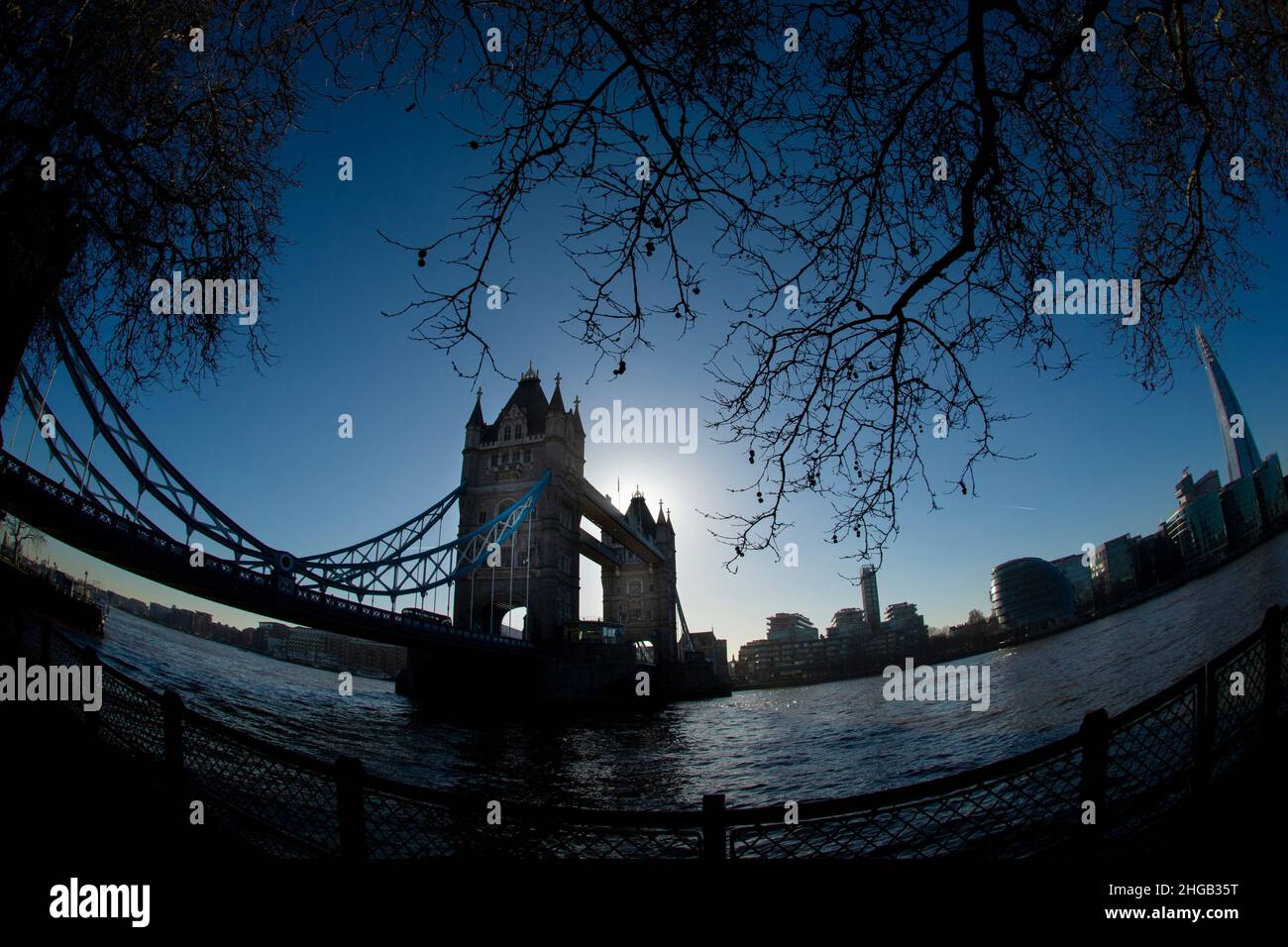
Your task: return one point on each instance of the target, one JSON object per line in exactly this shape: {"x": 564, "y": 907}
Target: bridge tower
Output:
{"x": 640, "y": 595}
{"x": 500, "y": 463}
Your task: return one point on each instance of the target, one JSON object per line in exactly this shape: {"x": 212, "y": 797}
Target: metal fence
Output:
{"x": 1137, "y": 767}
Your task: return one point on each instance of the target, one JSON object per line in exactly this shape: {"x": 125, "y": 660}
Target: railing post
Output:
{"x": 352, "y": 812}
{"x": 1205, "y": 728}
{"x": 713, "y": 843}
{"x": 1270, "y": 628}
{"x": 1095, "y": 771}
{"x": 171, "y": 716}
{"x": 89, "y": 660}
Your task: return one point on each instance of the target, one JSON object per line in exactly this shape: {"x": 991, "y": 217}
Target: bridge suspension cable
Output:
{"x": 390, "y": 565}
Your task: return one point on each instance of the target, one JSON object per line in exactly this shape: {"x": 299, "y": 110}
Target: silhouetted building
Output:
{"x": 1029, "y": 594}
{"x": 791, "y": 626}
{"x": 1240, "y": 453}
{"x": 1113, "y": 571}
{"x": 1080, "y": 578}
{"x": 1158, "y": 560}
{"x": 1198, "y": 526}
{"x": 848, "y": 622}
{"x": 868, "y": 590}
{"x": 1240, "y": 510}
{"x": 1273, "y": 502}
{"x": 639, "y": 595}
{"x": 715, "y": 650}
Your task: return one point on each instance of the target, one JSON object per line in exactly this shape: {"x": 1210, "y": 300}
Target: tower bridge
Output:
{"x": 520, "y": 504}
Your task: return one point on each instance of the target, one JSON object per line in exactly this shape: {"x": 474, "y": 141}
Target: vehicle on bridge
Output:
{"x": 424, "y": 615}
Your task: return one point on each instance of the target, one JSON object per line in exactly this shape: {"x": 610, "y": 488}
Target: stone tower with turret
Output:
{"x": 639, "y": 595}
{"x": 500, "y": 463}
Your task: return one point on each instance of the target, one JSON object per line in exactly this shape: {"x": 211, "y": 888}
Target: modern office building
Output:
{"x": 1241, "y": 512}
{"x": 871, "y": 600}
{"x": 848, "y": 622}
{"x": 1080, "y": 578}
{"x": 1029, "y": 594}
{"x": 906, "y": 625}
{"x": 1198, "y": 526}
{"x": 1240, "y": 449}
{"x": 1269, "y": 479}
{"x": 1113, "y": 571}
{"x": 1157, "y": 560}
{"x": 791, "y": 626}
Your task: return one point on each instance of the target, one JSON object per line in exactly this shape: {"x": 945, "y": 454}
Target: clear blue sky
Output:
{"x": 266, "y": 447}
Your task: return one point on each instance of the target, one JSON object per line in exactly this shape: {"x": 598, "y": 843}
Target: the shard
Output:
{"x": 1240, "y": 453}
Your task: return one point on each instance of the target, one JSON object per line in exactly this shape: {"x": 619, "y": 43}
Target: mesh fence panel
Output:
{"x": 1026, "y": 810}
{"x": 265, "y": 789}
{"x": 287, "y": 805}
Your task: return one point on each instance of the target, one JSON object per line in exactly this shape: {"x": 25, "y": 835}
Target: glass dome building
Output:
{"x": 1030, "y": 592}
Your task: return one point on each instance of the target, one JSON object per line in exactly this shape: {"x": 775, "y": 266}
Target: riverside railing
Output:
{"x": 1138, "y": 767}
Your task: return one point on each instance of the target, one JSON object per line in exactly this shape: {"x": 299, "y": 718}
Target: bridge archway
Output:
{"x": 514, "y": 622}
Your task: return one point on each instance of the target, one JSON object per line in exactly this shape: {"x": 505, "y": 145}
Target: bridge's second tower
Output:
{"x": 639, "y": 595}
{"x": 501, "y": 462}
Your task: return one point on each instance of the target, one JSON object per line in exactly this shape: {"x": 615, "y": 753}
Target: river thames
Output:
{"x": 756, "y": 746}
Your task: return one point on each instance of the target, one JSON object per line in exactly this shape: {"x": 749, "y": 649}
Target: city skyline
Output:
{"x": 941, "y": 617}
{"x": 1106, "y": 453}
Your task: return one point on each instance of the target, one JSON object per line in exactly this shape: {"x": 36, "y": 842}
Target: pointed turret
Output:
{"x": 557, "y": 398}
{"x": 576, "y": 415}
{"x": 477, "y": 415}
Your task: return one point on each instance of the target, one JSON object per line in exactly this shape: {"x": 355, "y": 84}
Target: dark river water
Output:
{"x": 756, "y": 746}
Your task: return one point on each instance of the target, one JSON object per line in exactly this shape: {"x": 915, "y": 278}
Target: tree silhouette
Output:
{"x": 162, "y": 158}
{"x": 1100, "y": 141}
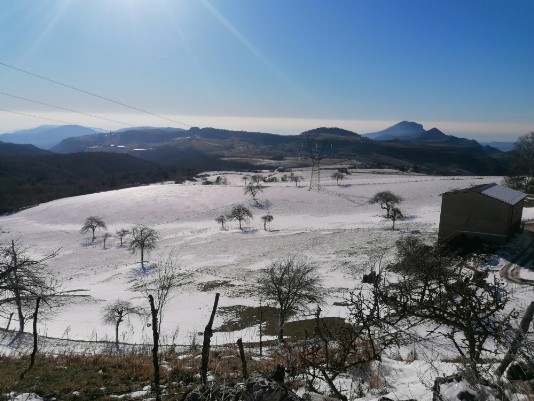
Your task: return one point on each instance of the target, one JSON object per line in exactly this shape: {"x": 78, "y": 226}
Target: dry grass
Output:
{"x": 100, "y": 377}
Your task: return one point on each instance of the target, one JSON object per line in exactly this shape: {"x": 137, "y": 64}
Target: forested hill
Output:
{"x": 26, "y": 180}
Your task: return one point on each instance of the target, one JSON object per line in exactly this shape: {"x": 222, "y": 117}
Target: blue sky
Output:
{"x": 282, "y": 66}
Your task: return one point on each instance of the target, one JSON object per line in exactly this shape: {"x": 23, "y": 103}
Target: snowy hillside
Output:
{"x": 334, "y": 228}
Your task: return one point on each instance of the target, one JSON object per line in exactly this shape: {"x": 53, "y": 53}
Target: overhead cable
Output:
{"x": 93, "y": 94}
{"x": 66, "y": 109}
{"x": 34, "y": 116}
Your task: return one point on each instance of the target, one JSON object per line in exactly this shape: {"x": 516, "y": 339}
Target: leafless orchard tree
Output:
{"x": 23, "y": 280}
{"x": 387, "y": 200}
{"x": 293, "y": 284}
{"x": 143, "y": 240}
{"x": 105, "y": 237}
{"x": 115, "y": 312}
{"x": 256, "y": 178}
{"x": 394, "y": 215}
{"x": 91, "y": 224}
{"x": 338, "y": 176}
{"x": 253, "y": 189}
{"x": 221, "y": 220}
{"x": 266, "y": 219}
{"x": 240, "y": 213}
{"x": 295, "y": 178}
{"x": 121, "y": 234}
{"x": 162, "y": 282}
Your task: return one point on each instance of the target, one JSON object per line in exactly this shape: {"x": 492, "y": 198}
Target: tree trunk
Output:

Request: Reproduce every line exactly and omit all pictures.

Response to this exercise:
Your task: return one point on each instance of the target, one JSON object per line in exactly this shape: {"x": 564, "y": 907}
Target: bridge tower
Output:
{"x": 640, "y": 595}
{"x": 500, "y": 463}
Your task: return one point on each instance of the target, one JSON object per line in exactly this shape: {"x": 212, "y": 797}
Target: metal fence
Output:
{"x": 1137, "y": 767}
Your task: return one point on each instance of the target, one JSON object per line in exactly this shape: {"x": 125, "y": 660}
Target: railing post
Output:
{"x": 352, "y": 812}
{"x": 1205, "y": 728}
{"x": 713, "y": 843}
{"x": 1270, "y": 628}
{"x": 1095, "y": 771}
{"x": 171, "y": 716}
{"x": 89, "y": 660}
Your task: return one point on each instance of the target, one JSON object per line in exactly this shape: {"x": 991, "y": 217}
Target: bridge suspension cable
Output:
{"x": 390, "y": 565}
Your task: return one point on each instance of the target, one JSON object per line in exactly this shape: {"x": 299, "y": 110}
Target: silhouetted building
Output:
{"x": 1029, "y": 594}
{"x": 791, "y": 626}
{"x": 1240, "y": 453}
{"x": 1113, "y": 571}
{"x": 1080, "y": 578}
{"x": 1158, "y": 560}
{"x": 1198, "y": 526}
{"x": 848, "y": 622}
{"x": 868, "y": 590}
{"x": 1240, "y": 510}
{"x": 1273, "y": 502}
{"x": 639, "y": 595}
{"x": 715, "y": 650}
Your task: return one point on each instance of the target, one JSON object per line in exactly this shape: {"x": 1210, "y": 300}
Target: tower bridge
Output:
{"x": 520, "y": 504}
Your task: return one point on each instance of the target, one JSON object per line in exactly this shape: {"x": 474, "y": 141}
Target: vehicle on bridge
Output:
{"x": 424, "y": 615}
Your task: return one point on each instance of the target, one JSON object per line in exactly this shape: {"x": 610, "y": 488}
Target: stone tower with turret
Output:
{"x": 639, "y": 595}
{"x": 500, "y": 463}
Your task: return one point on each instance of the target, one JSON object per line in exactly this shape: {"x": 211, "y": 888}
Target: modern office building
Output:
{"x": 1241, "y": 512}
{"x": 871, "y": 600}
{"x": 848, "y": 622}
{"x": 1080, "y": 578}
{"x": 1029, "y": 594}
{"x": 906, "y": 625}
{"x": 1198, "y": 526}
{"x": 1240, "y": 449}
{"x": 1269, "y": 479}
{"x": 1113, "y": 571}
{"x": 1157, "y": 560}
{"x": 791, "y": 626}
Your task: return one point on each instance of the target, one JSON object per line in exactly this shape: {"x": 945, "y": 454}
Target: clear blue sky
Output:
{"x": 266, "y": 447}
Your task: return one point on each instance of the target, one JSON object per line in exactly this shape: {"x": 598, "y": 843}
Target: the shard
Output:
{"x": 1240, "y": 453}
Your task: return one point on each instance of the target, one JSON object per line in exactly this shape: {"x": 619, "y": 43}
Target: mesh fence panel
Output:
{"x": 1026, "y": 810}
{"x": 265, "y": 789}
{"x": 287, "y": 805}
Your task: return one point on each instance of the target, one JSON object per line in exactly this shape: {"x": 25, "y": 835}
Target: glass dome building
Output:
{"x": 1030, "y": 592}
Your task: return one point on each instance of the target, one JSON object per line in exactly this shape: {"x": 775, "y": 266}
Target: riverside railing
Output:
{"x": 1138, "y": 767}
Your task: return one point on each instance of the target, one JSON object per line in exactly this shape: {"x": 299, "y": 718}
Target: bridge archway
Output:
{"x": 514, "y": 622}
Your task: return one point on each instance of the target, one JSON object per line in exactly this shape: {"x": 505, "y": 145}
Target: bridge's second tower
Output:
{"x": 639, "y": 595}
{"x": 501, "y": 462}
Your task: return one point on each instance of the target, one JSON object per line in exactly this shape: {"x": 615, "y": 753}
Target: river thames
Output:
{"x": 756, "y": 746}
Your task: return one point on each instance of the target, one JSON object per line in exactly this shape: {"x": 749, "y": 649}
Target: city skyline
Output:
{"x": 941, "y": 617}
{"x": 1106, "y": 453}
Your task: return one point on each instance of the target, one JSON object per line in exactly this shape: {"x": 36, "y": 842}
Target: pointed turret
Output:
{"x": 557, "y": 398}
{"x": 576, "y": 415}
{"x": 477, "y": 415}
Your task: return one point on each instance of the target, one JSON object per line in exactly this shape: {"x": 355, "y": 84}
Target: dark river water
Output:
{"x": 756, "y": 746}
Your task: return one point on each instance of the target, one JSON object per line in exactly this shape: {"x": 915, "y": 278}
Target: tree silhouette
Output:
{"x": 162, "y": 158}
{"x": 1100, "y": 141}
Your task: return one point on each instance of the target, one JSON object per line in exactly this shape: {"x": 78, "y": 226}
Target: dry grass
Output:
{"x": 100, "y": 377}
Your task: return one point on each instance of the target, one JSON object per line in exactly this shape: {"x": 137, "y": 64}
Target: forested hill
Output:
{"x": 26, "y": 180}
Your task: return one point on each instance of the target, one JSON object per line in exactly this shape: {"x": 222, "y": 117}
Target: blue sky
Output:
{"x": 282, "y": 66}
Your task: return one point on each instance of the target, one JSON object per line in exactly this shape: {"x": 23, "y": 103}
Target: snowy hillside
Output:
{"x": 334, "y": 228}
Your task: return one point on each instance of the target, one JSON object per line in exactly this shape: {"x": 53, "y": 53}
Target: overhead cable
Output:
{"x": 93, "y": 94}
{"x": 66, "y": 109}
{"x": 34, "y": 116}
Your task: return one point on each instance of the target, one JSON object per line in exactly this shape: {"x": 516, "y": 339}
Target: leafless orchard tree
Output:
{"x": 23, "y": 280}
{"x": 387, "y": 200}
{"x": 293, "y": 284}
{"x": 143, "y": 240}
{"x": 105, "y": 237}
{"x": 115, "y": 312}
{"x": 256, "y": 178}
{"x": 394, "y": 215}
{"x": 91, "y": 224}
{"x": 338, "y": 176}
{"x": 253, "y": 189}
{"x": 221, "y": 220}
{"x": 266, "y": 219}
{"x": 240, "y": 213}
{"x": 295, "y": 178}
{"x": 121, "y": 234}
{"x": 162, "y": 282}
Your task: return one point on each instance of the target, one JSON object per line in exactly this shape: {"x": 492, "y": 198}
Target: tree trunk
Output:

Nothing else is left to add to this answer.